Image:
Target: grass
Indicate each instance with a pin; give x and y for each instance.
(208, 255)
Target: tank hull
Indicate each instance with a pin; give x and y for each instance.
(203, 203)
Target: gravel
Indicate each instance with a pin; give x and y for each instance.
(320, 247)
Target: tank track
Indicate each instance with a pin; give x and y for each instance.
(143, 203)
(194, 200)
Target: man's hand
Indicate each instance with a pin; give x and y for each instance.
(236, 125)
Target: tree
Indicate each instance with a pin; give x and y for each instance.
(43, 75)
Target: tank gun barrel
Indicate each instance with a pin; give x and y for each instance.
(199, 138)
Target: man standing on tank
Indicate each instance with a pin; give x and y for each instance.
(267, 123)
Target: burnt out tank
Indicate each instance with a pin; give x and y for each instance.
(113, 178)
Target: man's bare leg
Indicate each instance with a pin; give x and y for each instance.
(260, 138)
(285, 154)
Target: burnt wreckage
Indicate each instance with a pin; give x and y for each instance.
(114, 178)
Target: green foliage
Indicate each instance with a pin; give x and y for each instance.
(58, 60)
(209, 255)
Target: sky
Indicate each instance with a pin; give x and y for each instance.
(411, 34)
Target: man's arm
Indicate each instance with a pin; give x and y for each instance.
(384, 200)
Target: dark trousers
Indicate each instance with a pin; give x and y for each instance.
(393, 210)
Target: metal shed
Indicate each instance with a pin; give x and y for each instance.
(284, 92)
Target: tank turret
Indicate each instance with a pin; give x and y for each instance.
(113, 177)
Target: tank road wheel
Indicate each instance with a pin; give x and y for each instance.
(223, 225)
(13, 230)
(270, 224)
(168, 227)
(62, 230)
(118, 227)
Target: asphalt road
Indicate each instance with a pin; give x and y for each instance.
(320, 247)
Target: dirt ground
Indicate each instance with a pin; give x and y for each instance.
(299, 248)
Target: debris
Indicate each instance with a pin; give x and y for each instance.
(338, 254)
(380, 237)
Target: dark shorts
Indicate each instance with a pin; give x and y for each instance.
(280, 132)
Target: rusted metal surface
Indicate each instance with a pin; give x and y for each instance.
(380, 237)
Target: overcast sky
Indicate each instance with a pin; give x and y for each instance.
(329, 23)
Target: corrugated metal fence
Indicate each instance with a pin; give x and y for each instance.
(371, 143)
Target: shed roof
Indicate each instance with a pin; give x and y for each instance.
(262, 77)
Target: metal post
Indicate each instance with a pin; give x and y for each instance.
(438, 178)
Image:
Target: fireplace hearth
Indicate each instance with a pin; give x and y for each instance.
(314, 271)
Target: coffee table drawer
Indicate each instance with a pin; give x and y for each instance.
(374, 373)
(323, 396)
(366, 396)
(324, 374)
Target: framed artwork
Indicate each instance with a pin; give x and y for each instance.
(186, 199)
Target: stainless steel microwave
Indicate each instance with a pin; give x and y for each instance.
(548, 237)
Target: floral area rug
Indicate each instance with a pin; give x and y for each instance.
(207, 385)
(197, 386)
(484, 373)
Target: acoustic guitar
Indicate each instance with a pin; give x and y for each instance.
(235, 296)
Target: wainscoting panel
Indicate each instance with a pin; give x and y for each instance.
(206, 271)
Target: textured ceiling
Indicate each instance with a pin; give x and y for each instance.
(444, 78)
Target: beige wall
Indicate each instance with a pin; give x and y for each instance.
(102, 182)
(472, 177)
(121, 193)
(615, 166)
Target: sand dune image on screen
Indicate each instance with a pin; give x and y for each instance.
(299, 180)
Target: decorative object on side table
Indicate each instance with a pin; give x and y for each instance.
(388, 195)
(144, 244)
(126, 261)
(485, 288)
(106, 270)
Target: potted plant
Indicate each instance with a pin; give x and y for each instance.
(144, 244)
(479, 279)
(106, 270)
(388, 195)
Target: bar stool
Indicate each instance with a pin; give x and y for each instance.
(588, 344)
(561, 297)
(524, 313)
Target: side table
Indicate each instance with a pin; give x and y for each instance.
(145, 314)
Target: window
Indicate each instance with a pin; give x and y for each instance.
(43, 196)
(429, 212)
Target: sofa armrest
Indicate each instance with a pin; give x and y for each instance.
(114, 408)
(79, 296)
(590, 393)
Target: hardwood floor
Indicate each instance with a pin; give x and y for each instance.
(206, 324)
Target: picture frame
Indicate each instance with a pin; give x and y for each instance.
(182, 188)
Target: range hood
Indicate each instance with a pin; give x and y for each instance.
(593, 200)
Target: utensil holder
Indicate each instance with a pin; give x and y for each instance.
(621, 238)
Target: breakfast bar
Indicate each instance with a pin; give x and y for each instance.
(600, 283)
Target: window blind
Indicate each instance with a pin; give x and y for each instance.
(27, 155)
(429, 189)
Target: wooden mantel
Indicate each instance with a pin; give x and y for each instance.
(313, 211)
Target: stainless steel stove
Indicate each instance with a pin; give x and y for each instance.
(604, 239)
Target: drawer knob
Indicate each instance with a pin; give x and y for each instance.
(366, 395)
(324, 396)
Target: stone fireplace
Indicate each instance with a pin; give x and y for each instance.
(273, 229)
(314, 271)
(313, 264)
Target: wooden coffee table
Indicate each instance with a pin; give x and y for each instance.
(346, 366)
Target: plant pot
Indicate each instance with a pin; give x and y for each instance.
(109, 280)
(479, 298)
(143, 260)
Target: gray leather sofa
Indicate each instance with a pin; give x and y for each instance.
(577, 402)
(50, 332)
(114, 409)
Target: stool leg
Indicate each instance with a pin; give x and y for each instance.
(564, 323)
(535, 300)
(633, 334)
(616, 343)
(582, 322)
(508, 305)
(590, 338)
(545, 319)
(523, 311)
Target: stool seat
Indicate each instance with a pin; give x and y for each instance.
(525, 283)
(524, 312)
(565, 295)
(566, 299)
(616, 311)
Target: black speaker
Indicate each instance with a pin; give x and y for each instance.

◆ **ENUNCIADO DA TAREFA**
Reescreva todas as linhas acima trocando "pin" por "marker" e mantendo todo o resto igual.

◆ **TAREFA CONCLUÍDA**
Image:
Target: grass
Indicate each instance with a marker; give x and y for each instance.
(208, 255)
Target: tank hull
Indicate each instance with a marker; give x and y for each instance.
(203, 203)
Target: gravel
Indicate each instance with a marker; give x and y for each instance.
(320, 247)
Target: tank track
Indicate each instance with a marker; give x and y for each instance.
(143, 203)
(194, 200)
Target: man's hand
Indicate each instance with a marker; give x and y for each instance.
(236, 125)
Target: tree
Indicate each instance with a marker; give x and y for each instance.
(43, 75)
Target: tank gun barrel
Indicate each instance with a marker; give x and y for each instance.
(199, 138)
Target: man standing on tank
Indicate each instance with a marker; give x and y for each instance.
(267, 123)
Target: burnt out tank
Indicate each instance with a marker; give x and y for each instance.
(113, 178)
Target: man's bare leg
Indicate each instance with a marker; give x and y for each instance.
(260, 138)
(285, 154)
Target: burnt wreckage
Indicate each instance with a marker; give x and y for each instance.
(114, 178)
Target: green foliage
Indicate each instance with a marker; give x and y for each instance.
(58, 60)
(209, 255)
Target: sky
Indicate each instance with a marker; give x and y for each instance.
(411, 34)
Target: man's arm
Indicate each instance with a marker; give x and y for each instance.
(384, 200)
Target: dark trousers
Indicate each instance with a marker; give x and y for each instance.
(393, 210)
Target: metal shed
Indicate each instance with a marker; give x and y for each instance.
(284, 92)
Target: tank turret
Indicate each instance with a marker; give x and y for each instance.
(113, 177)
Target: tank road wheel
Indicate each instance with a marker; give x and y for each instance.
(223, 225)
(13, 230)
(270, 224)
(168, 227)
(62, 230)
(118, 227)
Target: asphalt road
Indicate each instance with a marker; give x and y for each instance.
(320, 247)
Target: dirt ground
Indicate each instance with a marker; give x and y for each instance.
(299, 248)
Target: debris
Indicate each instance with a marker; give x and y for each instance.
(338, 254)
(380, 237)
Target: dark shorts
Indicate each instance with a marker; give x and y for each instance.
(280, 132)
Target: rusted metal surface
Indicate each instance with a marker; give x and y for each instance.
(380, 237)
Target: overcast sky
Indicate each instance with a marker; give x and y for each instance.
(329, 23)
Target: corrugated metal fence
Indicate each instance with a marker; give x and y for each instance.
(371, 143)
Target: shed roof
Indicate each instance with a marker; give x and y for each instance.
(262, 77)
Target: metal post
Indicate each instance with a marker; give x and y for each instance.
(438, 178)
Image:
Target: fireplace hearth
Indicate each instance with a marker; give x and y for each instance.
(314, 271)
Target: coffee table drawer
Indicate each instance with a marker; give x and y for each instance.
(374, 373)
(323, 396)
(366, 396)
(324, 374)
Target: framed artwork
Indicate each instance with a marker; give x and y for each instance.
(186, 199)
Target: stainless steel microwave
Indicate each instance with a marker; give x and y for each instance.
(548, 237)
Target: floral area rug
Indicate each instance with a marker; give x and y for each instance.
(207, 385)
(197, 386)
(484, 373)
Target: acoustic guitar
Indicate each instance with a marker; give x and y for each instance.
(235, 296)
Target: wainscoting panel
Indicate each instance with a marker; give x and y for each instance.
(206, 271)
Target: textured ceiling
Indicate each instance with a marker; give x and y for each instance.
(444, 78)
Target: beige wall
Indicate each instance with a marker; give x and y for each instance.
(102, 182)
(472, 177)
(121, 193)
(615, 166)
Target: sand dune image on screen
Indicate each instance with a marker; give x and y for each instance.
(299, 180)
Target: decorative object on side table
Indicate each instance with a marker; give x and y for each instance.
(388, 195)
(144, 244)
(126, 261)
(485, 288)
(106, 270)
Target: potted plant
Indicate each instance with a marker; give x and y for each instance.
(144, 244)
(479, 279)
(106, 270)
(388, 195)
Target: bar stool
Indicate each instance with a marker; give x and y for each instance.
(588, 344)
(561, 297)
(524, 313)
Target: side table
Indicate each instance with a marker; give x and y for each instance.
(145, 314)
Target: window
Indicate each instance with a marker; give x and y for each instance.
(43, 196)
(429, 212)
Target: sofa armrest
Indicate each instance with a marker; give x and y for each instance.
(114, 408)
(79, 296)
(590, 393)
Target: hardwood floor
Indicate each instance with a marker; give x and y for each instance.
(206, 324)
Target: picture frame
Indicate each instance with a marker; give x and y for each instance.
(182, 188)
Target: range hood
Indicate each instance with a marker; give x and y for each instance.
(593, 200)
Target: utensil holder
Indicate each instance with a marker; give x and y for each instance.
(621, 238)
Target: breakfast bar
Indicate each instance with a marker; give x and y for each instance.
(600, 283)
Target: window blind
Indicate each instance with a marker; give x and y for each instance.
(27, 155)
(429, 189)
Target: wooden mantel
Indicate each instance with a marker; give x and y for each instance.
(313, 211)
Target: stainless steel stove
Indicate each instance with a marker; give x and y for each instance.
(604, 239)
Target: drawer knob
Indicate each instance with a marker; give x and y for each instance.
(366, 395)
(324, 396)
Target: stone fireplace
Indicate each instance with a marker; give x and y for each instance.
(273, 229)
(314, 271)
(313, 264)
Target: wooden coffee table
Indicate each instance with a marker; give x and y for each instance.
(346, 366)
Target: plant pot
Indicate each instance with a marker; give x and y for each instance.
(109, 280)
(479, 298)
(143, 260)
Target: gray leather sofa
Indicate each instance with a marker; give x and y for each instance.
(577, 402)
(50, 332)
(114, 409)
Target: stool leg
Indicate each instance with a marker; give x and y for each instance.
(564, 323)
(535, 300)
(633, 334)
(616, 343)
(582, 322)
(508, 305)
(590, 338)
(545, 319)
(523, 311)
Target: stool seat
Indicate each instance with a marker; give x and y for each instance.
(525, 283)
(524, 312)
(565, 295)
(566, 299)
(616, 311)
Target: black speaker
Indicate each instance with a marker; give x and y for each instance.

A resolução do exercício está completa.